## EXERCISE PROMPT
Render every line of the entries below as a JSON list of strings, one string per line, skipping blank lines and leaving out the pictures.
─── STORED DATA
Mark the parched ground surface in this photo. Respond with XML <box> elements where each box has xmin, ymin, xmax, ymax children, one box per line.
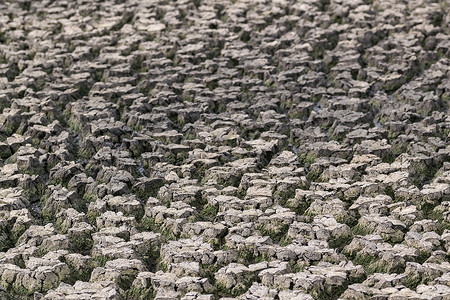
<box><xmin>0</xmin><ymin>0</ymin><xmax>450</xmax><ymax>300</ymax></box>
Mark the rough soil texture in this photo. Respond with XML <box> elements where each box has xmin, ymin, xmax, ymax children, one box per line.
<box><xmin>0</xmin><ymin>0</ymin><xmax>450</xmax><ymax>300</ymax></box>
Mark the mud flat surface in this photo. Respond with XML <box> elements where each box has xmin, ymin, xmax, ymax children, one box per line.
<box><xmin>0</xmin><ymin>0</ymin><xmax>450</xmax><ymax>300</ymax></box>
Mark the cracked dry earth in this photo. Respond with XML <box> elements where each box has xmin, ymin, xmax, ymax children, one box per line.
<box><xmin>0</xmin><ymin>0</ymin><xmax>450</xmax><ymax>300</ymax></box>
──────
## WRITTEN RESPONSE
[
  "Mark the parched ground surface in this photo. Respond with XML <box> elements where each box has xmin, ymin, xmax, ymax children, one box per line.",
  "<box><xmin>0</xmin><ymin>0</ymin><xmax>450</xmax><ymax>300</ymax></box>",
  "Mark the rough soil texture in this photo. Respond with XML <box> elements where each box has xmin, ymin, xmax, ymax children, one box per line.",
  "<box><xmin>0</xmin><ymin>0</ymin><xmax>450</xmax><ymax>300</ymax></box>",
  "Mark the mud flat surface in this photo. Respond with XML <box> elements where each box has xmin, ymin, xmax, ymax children, one box per line.",
  "<box><xmin>0</xmin><ymin>0</ymin><xmax>450</xmax><ymax>300</ymax></box>",
  "Mark the cracked dry earth in this photo. Respond with XML <box> elements where each box has xmin, ymin, xmax, ymax children, one box per line.",
  "<box><xmin>0</xmin><ymin>0</ymin><xmax>450</xmax><ymax>300</ymax></box>"
]